## WHAT THE EXERCISE ASKS
Set down exactly the lines below, starting at the one that contains "Target: jagged summit" and ending at the one that contains "Target: white cloud", with both of those lines included and nothing else.

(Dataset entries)
####
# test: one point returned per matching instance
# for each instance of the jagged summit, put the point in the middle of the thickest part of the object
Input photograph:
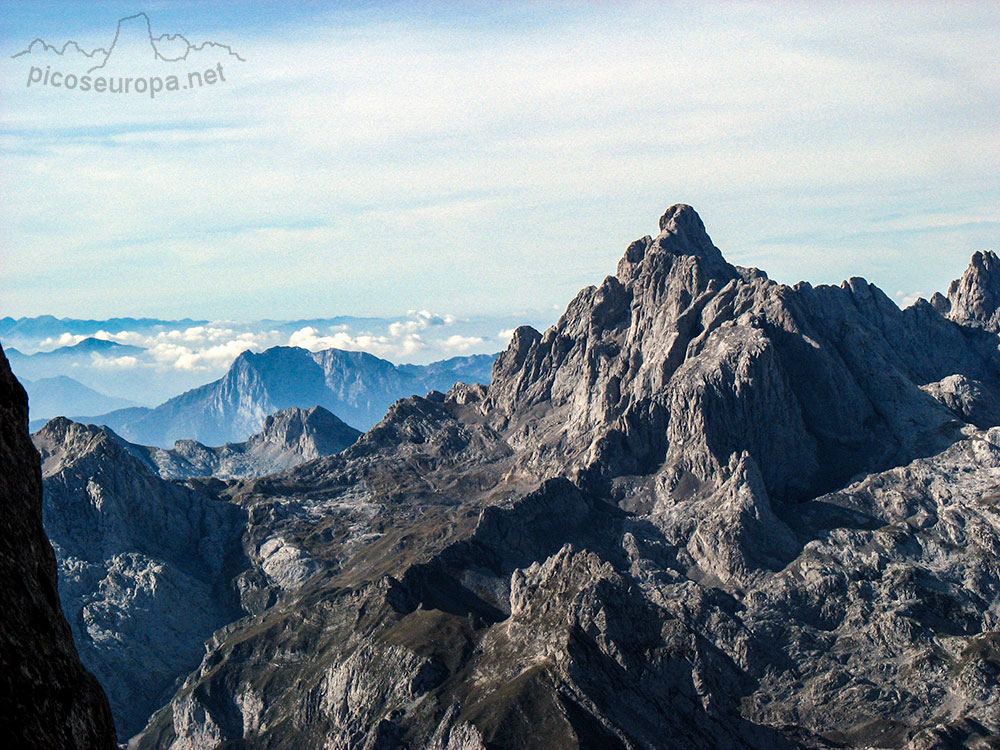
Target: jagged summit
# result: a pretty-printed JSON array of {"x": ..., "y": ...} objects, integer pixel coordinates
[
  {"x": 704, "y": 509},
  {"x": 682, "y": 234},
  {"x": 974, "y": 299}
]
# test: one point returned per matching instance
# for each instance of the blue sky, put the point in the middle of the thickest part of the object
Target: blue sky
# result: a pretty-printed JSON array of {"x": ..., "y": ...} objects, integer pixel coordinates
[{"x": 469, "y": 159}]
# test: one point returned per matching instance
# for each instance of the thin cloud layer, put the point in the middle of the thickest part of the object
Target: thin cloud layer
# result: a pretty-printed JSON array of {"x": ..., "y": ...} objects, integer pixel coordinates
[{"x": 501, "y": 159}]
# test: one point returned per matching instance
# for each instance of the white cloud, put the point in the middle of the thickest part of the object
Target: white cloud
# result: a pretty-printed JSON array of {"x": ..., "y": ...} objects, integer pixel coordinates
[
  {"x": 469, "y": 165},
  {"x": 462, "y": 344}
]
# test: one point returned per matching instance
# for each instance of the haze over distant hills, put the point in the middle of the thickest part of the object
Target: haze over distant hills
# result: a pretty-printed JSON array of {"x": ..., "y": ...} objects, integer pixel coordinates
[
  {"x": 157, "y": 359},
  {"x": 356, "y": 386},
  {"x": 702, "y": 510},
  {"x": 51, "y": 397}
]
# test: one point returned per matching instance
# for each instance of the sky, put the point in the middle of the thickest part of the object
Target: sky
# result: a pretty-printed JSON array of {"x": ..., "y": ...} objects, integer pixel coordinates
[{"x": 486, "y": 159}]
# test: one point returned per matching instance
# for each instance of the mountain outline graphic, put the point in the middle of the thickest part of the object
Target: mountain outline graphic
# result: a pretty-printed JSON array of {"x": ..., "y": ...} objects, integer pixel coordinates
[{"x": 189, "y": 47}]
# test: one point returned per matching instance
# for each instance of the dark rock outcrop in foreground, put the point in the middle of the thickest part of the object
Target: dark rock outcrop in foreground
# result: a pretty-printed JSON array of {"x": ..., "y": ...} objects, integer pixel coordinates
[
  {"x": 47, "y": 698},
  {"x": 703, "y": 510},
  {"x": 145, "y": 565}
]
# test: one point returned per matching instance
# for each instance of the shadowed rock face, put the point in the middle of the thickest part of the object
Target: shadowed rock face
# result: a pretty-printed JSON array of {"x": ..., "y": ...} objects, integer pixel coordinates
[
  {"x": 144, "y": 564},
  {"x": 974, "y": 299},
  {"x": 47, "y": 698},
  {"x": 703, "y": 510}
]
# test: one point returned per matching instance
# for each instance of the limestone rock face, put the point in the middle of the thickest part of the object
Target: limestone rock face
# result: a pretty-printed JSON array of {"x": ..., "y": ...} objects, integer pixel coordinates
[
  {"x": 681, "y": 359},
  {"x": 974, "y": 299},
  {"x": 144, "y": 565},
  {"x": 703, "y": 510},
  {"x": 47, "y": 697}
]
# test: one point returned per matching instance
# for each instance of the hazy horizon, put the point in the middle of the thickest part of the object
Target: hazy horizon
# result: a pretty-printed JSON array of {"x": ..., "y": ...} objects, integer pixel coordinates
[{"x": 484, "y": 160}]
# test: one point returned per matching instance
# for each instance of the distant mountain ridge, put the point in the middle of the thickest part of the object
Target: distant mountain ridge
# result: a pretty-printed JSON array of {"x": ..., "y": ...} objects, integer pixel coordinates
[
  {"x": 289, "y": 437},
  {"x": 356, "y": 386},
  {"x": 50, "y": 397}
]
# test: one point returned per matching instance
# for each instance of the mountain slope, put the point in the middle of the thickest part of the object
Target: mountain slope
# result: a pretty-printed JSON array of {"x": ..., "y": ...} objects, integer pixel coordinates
####
## RESPONSE TO THE EXERCISE
Target: jagged summit
# result: a pretty-printed JSON array of {"x": ..., "y": ...} objects, integer pixel coordinates
[
  {"x": 704, "y": 509},
  {"x": 682, "y": 234},
  {"x": 974, "y": 299}
]
# test: one point returned per matching instance
# for each instance of the blue sky, put the point in the middle of the thickest part of the object
Target: blue sky
# result: a pretty-printed JSON array of {"x": ..., "y": ...} objects, integer pixel coordinates
[{"x": 469, "y": 159}]
# test: one point returned per matching instance
# for each instance of the thin cloud layer, put the point in the middle of the thickest part of the object
Target: thin cloud layer
# result: a pretty-printed JSON array of {"x": ..., "y": ...} objects, integer pixel coordinates
[{"x": 501, "y": 159}]
# test: one point returned per matching instance
# for each instance of the white cloud, put the point in the middle of the thickest part of the object
Target: white cloud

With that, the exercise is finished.